### Challenge
Below are some records; retype all of them exactly.

### Data section
• • • • • • •

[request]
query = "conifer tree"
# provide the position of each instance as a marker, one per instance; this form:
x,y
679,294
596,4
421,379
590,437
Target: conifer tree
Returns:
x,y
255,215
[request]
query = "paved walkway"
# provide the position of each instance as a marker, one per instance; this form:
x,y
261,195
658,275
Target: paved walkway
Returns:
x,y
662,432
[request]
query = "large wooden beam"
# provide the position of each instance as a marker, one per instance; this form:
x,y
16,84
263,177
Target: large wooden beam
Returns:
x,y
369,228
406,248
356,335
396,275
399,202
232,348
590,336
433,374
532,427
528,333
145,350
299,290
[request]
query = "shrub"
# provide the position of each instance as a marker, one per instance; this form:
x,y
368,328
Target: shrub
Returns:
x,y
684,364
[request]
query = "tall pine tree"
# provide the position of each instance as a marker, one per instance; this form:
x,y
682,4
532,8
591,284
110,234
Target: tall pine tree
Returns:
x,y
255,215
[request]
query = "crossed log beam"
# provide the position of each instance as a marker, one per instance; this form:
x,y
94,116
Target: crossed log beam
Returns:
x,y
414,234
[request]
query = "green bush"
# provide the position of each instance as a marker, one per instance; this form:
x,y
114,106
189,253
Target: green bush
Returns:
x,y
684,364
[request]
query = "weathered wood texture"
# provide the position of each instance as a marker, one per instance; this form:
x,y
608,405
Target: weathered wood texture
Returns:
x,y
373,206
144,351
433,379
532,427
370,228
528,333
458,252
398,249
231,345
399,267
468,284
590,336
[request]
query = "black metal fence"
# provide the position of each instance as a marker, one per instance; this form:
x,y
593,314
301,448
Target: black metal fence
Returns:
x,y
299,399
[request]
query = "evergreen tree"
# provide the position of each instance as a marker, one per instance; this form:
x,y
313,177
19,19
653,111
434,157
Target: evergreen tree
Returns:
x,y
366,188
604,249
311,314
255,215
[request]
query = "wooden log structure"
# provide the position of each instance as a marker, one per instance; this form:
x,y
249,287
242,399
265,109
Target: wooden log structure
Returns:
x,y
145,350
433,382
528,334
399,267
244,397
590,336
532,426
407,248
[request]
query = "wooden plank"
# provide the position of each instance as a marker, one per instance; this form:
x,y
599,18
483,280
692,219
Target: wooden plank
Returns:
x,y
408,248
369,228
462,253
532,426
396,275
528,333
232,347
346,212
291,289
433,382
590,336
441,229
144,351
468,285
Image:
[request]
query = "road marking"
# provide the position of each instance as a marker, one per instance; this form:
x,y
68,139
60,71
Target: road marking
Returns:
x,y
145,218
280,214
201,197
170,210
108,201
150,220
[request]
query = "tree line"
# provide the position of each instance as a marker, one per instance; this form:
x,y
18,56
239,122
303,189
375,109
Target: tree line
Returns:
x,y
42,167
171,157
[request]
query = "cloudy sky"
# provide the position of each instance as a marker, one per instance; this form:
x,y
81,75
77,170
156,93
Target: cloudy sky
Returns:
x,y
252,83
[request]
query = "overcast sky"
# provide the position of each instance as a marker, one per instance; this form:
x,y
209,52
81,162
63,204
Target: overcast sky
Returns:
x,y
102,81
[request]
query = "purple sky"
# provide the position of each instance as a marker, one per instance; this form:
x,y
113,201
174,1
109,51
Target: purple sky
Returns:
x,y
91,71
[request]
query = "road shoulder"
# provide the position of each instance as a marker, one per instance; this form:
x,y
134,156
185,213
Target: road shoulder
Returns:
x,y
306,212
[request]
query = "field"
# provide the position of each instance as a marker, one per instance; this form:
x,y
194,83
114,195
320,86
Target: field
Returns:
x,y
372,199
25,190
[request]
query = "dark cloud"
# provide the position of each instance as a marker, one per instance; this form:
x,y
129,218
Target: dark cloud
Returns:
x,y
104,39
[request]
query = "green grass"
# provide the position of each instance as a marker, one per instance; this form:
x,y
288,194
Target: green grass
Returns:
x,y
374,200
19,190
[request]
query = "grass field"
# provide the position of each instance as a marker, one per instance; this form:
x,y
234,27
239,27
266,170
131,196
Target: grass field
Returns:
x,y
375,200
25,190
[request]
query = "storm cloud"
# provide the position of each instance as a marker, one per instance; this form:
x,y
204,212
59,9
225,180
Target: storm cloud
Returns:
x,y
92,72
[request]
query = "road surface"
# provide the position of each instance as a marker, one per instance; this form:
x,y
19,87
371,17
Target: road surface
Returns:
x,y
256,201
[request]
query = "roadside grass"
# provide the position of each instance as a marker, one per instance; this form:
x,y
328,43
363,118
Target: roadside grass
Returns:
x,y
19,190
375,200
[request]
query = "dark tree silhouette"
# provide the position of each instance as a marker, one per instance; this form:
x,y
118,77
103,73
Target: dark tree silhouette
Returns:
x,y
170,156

• • • • • • •

### Written solution
[request]
query = "conifer tree"
# provide the position of each instance as a marker, one per instance; this form:
x,y
679,294
596,4
421,379
590,437
Target: conifer tree
Returns:
x,y
255,215
[request]
query = "paved walkway"
# provide the position of each instance as a marker, one per instance; this form:
x,y
261,195
658,275
Target: paved walkway
Returns:
x,y
662,432
[request]
query = "large wooden beam"
# provide the position of each instance as a marker, one per instance; this form:
x,y
16,84
263,177
Target: large wooden beam
Returns:
x,y
369,228
406,248
356,335
396,275
399,202
232,348
590,336
433,374
532,427
528,333
145,350
299,290
[request]
query = "shrub"
# provide the position of each instance as a marker, one per instance; this form:
x,y
368,328
Target: shrub
Returns:
x,y
684,364
[request]
query = "tall pine tree"
# provide the position of each instance as a marker, one per instance; this form:
x,y
682,4
532,8
591,284
110,234
Target: tall pine tree
Returns:
x,y
255,215
[request]
query = "crossed log beam"
# provide the position of each instance as a marker, one per instance; this form:
x,y
94,116
Target: crossed log beam
Returns:
x,y
414,234
[request]
query = "green bush"
# provide the position of each instance as a marker, one per instance; this form:
x,y
114,106
189,253
Target: green bush
Returns:
x,y
684,364
[request]
query = "weathered wood texture"
# provide the position of each instance as a marker, one per instance; this form:
x,y
608,405
Target: weathered wood texture
Returns:
x,y
373,206
144,351
433,379
532,427
370,228
528,333
458,252
398,249
231,345
399,267
468,284
590,336
[request]
query = "black metal fence"
# provide the position of each instance as a marker, one per instance; this form:
x,y
593,314
301,448
Target: black metal fence
Returns:
x,y
299,399
[request]
query = "evergreen tree"
# provide the position of each instance as a marker, one per instance; this form:
x,y
313,177
19,19
653,111
434,157
Target: evergreen tree
Returns:
x,y
366,188
604,249
311,314
255,215
[request]
query = "wooden log structure"
# provide the position of each instance as a marker, one per instance; this form:
x,y
249,287
242,399
265,109
Target: wooden log structure
Returns:
x,y
145,350
433,382
528,334
399,267
244,397
590,336
532,426
407,248
[request]
query = "wooden plank"
# provide the position of each instance as a marker, one per instance; this form:
x,y
599,18
483,280
692,219
Target: wooden plank
Returns:
x,y
408,248
369,228
462,253
532,426
396,275
528,333
232,347
346,212
291,289
433,382
590,336
441,229
144,351
468,285
Image:
[request]
query = "road marking"
# provide the position of each instance as a marker, one per instance; this form:
x,y
68,139
60,71
Target: road marking
Returns:
x,y
145,218
280,214
201,197
170,210
108,201
150,220
[request]
query = "tree line"
# provide the position of each instance as a marker, one per instance; this form:
x,y
18,56
239,122
303,189
375,109
Target: tree line
Returns:
x,y
42,167
171,157
[request]
query = "cloudy sky"
# provide the position of each instance as a marker, one per instance; this form:
x,y
81,75
77,170
156,93
Target: cloudy sky
Returns:
x,y
252,83
[request]
query = "overcast sky"
# provide the position of each instance as a marker, one per instance; this form:
x,y
209,52
81,162
63,204
Target: overcast sky
Returns:
x,y
102,81
[request]
query = "purple sky"
# provide the position of each instance as a marker, one per instance; this form:
x,y
113,201
174,1
109,51
Target: purple sky
Returns:
x,y
91,71
[request]
query = "road shoulder"
# provide the position of each instance as a marker, one per instance; this form:
x,y
134,156
185,213
Target: road shoulder
Returns:
x,y
306,212
[request]
query = "field"
# provide the position of each instance as a marker, one per instance; this form:
x,y
194,83
114,195
320,86
Target: field
Returns:
x,y
372,199
25,190
[request]
query = "dark cloud"
# provide the position of each instance as a marker, one per instance; this form:
x,y
129,218
Target: dark cloud
Returns:
x,y
104,39
[request]
query = "green grass"
# provide the position of each instance as a marker, one per instance; this form:
x,y
288,194
Target: green grass
Returns:
x,y
374,200
19,190
[request]
query = "grass field"
# provide the position of each instance as a marker, one per instance; this form:
x,y
234,27
239,27
266,170
131,196
Target: grass field
Returns:
x,y
375,200
25,190
[request]
query = "storm cloud"
# provide the position of each instance as a marker, one per instance; this form:
x,y
204,212
59,9
225,180
Target: storm cloud
Returns:
x,y
92,72
[request]
query = "road surface"
# provide the position of each instance as a marker, one per instance; this form:
x,y
19,87
371,17
Target: road surface
Returns:
x,y
256,201
[request]
query = "roadside grass"
# provide the position of each instance as a marker, one per instance; this form:
x,y
328,43
363,118
Target: roadside grass
Returns:
x,y
19,190
375,200
[request]
query = "dark tree silhouette"
# provide the position of each instance as a marker, one per instance; this form:
x,y
118,77
103,73
Target: dark tree silhouette
Returns:
x,y
170,156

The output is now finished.